*** ENTRIES SHOWN ***

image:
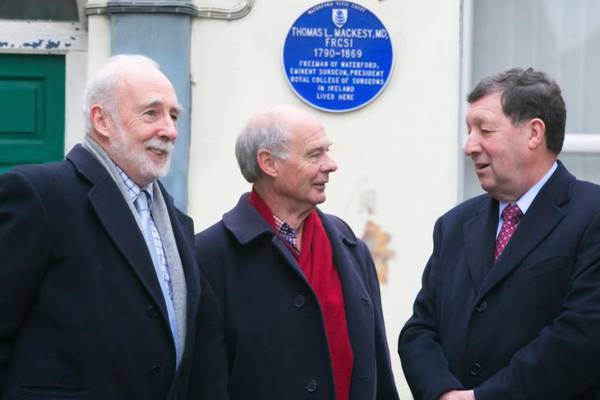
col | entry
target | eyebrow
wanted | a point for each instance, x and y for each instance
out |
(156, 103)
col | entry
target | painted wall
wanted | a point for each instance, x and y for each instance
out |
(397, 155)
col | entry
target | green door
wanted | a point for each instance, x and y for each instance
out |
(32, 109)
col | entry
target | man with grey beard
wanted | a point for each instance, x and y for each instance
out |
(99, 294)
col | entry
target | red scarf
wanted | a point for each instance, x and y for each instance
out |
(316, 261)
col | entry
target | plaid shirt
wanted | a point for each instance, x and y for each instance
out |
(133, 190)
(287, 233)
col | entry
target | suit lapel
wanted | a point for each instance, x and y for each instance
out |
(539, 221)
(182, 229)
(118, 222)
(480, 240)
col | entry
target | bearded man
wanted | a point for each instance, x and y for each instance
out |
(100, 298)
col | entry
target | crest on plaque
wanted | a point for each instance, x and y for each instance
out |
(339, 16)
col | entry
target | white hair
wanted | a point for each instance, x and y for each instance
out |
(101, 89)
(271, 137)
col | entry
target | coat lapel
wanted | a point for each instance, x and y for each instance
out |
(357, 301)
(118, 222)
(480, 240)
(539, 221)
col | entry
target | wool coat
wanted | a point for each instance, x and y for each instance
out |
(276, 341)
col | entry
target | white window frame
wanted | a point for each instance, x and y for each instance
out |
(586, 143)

*** End of ENTRIES SHOWN ***

YOUR GOAL: Copy each line above that contains the word "white".

ANSWER TO THE EXERCISE:
target | white hair
target | white window frame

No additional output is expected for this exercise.